#### Challenge
Copy out the passage about Kris Jenkins's high school vocal solo word for word, from its first sentence to its last.

#### Selection
[start]

It was his senior year of high school at Our Lady of Good Counsel in Maryland, and Kris Jenkins was in the starting lineup.
This one was a big one, so in practices leading up to it, Jenkins was “trying to do the most.” With so much at stake, he heightened his preparations.
But there was one issue.
“I can’t hit them octaves like most people can,” Jenkins told The Michigan Daily. “So (I thought) I was gonna mess that up.”
Nope, an octave isn’t a new-wave football term. Because Jenkins wasn’t prepping to make solo tackles for this big event. He was prepping for a vocal solo.
After years in the choir, he was ready to shine on a new stage like never before with a big-time solo. And he realized his struggles hitting those octaves in practice didn’t give him an out, because the show must go on. So Jenkins decided to handle it in the most Kris Jenkins way possible.
“Come concert I was like ‘screw it,’ I just sang it normally, and I killed it. I remember (my choir coach) was looking at me (with pride),” Jenkins said, imitating a tearful clap of approval. “… (My teammates) would be like ‘yea Kris!’ They’d be all geeked up.”

[end]

#### Dataset entries
[start]

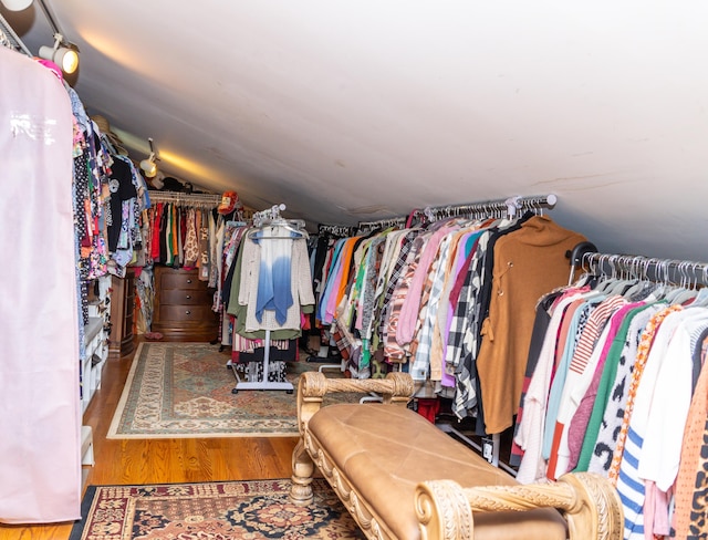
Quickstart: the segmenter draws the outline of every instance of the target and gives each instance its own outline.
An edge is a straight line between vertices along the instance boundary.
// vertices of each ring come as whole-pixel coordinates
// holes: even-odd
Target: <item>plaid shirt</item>
[[[447,235],[440,242],[438,257],[433,262],[428,279],[426,281],[424,300],[418,318],[418,326],[420,331],[417,333],[417,347],[415,349],[415,361],[410,367],[410,374],[414,380],[417,375],[423,374],[423,378],[429,376],[431,381],[440,381],[442,378],[442,364],[436,362],[435,368],[430,363],[430,353],[433,345],[433,329],[438,316],[438,308],[440,294],[445,285],[445,269],[447,268],[447,258],[450,253],[451,237],[455,232]],[[413,353],[413,349],[412,349]],[[439,360],[439,359],[438,359]]]

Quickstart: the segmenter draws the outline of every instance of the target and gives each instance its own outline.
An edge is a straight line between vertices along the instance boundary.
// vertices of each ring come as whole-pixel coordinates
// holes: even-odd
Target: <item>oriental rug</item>
[[[326,480],[314,502],[288,500],[291,480],[88,486],[69,540],[363,539]]]
[[[295,393],[240,391],[227,366],[230,351],[208,343],[140,343],[113,416],[107,438],[204,438],[298,436]],[[289,362],[298,387],[317,363]],[[326,376],[342,376],[327,371]],[[327,396],[355,402],[356,394]]]

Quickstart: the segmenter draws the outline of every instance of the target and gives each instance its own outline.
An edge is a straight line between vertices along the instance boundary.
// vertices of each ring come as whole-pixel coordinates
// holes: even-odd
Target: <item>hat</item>
[[[241,208],[239,194],[237,194],[236,191],[225,191],[221,196],[221,202],[217,208],[219,214],[231,214],[237,208]]]
[[[123,141],[121,141],[121,138],[111,131],[111,123],[105,116],[94,114],[93,116],[91,116],[91,120],[94,121],[98,126],[98,131],[101,132],[101,134],[108,137],[108,141],[118,154],[121,154],[122,156],[128,155],[128,150],[123,147]]]

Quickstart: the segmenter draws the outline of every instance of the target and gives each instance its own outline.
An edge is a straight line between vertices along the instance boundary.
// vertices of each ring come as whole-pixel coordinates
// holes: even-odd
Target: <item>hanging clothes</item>
[[[539,302],[551,318],[538,362],[527,367],[517,479],[603,475],[623,503],[625,539],[690,538],[708,510],[708,482],[698,472],[708,293],[584,281],[591,287],[566,287]]]

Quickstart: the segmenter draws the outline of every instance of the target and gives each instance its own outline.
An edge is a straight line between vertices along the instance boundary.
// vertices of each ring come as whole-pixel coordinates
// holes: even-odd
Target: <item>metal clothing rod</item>
[[[200,208],[216,208],[221,202],[220,195],[211,194],[183,194],[179,191],[147,191],[150,202],[175,202],[181,206],[195,206]]]
[[[360,221],[358,225],[356,226],[356,229],[360,232],[363,232],[363,231],[374,230],[379,227],[393,227],[393,226],[403,227],[406,225],[406,220],[407,220],[406,217],[397,217],[397,218],[379,219],[377,221]]]
[[[529,197],[509,197],[508,199],[487,200],[482,202],[469,202],[466,205],[447,205],[437,207],[427,207],[425,209],[415,210],[414,217],[427,217],[436,220],[442,217],[479,215],[507,212],[514,216],[518,210],[541,210],[543,208],[553,208],[558,202],[558,197],[553,194],[537,195]]]
[[[657,259],[637,255],[598,253],[574,249],[571,264],[571,272],[574,272],[579,267],[585,267],[595,276],[611,276],[684,287],[708,285],[708,262]]]
[[[317,233],[319,235],[323,235],[325,232],[329,232],[331,235],[336,235],[336,236],[341,236],[341,237],[348,237],[352,236],[352,233],[354,232],[354,227],[348,227],[346,225],[325,225],[325,224],[320,224],[317,226]]]

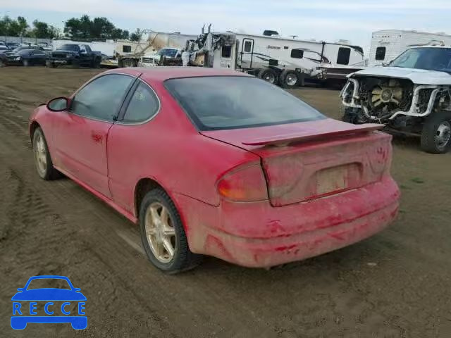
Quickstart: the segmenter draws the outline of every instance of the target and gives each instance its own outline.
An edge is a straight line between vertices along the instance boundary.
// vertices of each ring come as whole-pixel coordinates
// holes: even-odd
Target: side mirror
[[[69,108],[70,100],[67,97],[56,97],[47,103],[47,109],[51,111],[63,111]]]

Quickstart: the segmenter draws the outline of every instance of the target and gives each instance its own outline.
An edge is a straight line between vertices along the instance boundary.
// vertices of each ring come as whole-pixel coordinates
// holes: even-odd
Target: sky
[[[105,16],[116,27],[161,32],[214,31],[261,34],[336,42],[346,39],[365,49],[371,32],[416,30],[451,34],[450,0],[0,0],[0,16],[25,16],[63,28],[64,21],[87,14]]]

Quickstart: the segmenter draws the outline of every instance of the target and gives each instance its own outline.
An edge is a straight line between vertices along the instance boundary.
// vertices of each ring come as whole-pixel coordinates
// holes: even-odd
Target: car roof
[[[217,69],[204,67],[133,67],[112,70],[107,73],[123,73],[135,75],[136,72],[141,73],[141,78],[144,80],[159,82],[180,77],[198,77],[202,76],[252,76],[230,69]]]

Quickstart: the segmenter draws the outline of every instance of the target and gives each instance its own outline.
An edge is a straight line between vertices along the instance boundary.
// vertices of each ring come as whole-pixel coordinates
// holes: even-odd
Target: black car
[[[6,55],[6,63],[8,65],[45,65],[47,56],[44,51],[40,49],[20,49],[12,54]]]

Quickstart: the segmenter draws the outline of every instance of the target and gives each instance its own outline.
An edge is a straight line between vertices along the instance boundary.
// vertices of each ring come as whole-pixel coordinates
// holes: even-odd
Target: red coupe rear
[[[32,114],[36,168],[139,222],[159,268],[202,254],[271,267],[366,238],[396,216],[391,137],[326,118],[233,71],[104,73]]]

[end]

#### Complete output
It was his senior year of high school at Our Lady of Good Counsel in Maryland, and Kris Jenkins was in the starting lineup.
This one was a big one, so in practices leading up to it, Jenkins was “trying to do the most.” With so much at stake, he heightened his preparations.
But there was one issue.
“I can’t hit them octaves like most people can,” Jenkins told The Michigan Daily. “So (I thought) I was gonna mess that up.”
Nope, an octave isn’t a new-wave football term. Because Jenkins wasn’t prepping to make solo tackles for this big event. He was prepping for a vocal solo.
After years in the choir, he was ready to shine on a new stage like never before with a big-time solo. And he realized his struggles hitting those octaves in practice didn’t give him an out, because the show must go on. So Jenkins decided to handle it in the most Kris Jenkins way possible.
“Come concert I was like ‘screw it,’ I just sang it normally, and I killed it. I remember (my choir coach) was looking at me (with pride),” Jenkins said, imitating a tearful clap of approval. “… (My teammates) would be like ‘yea Kris!’ They’d be all geeked up.”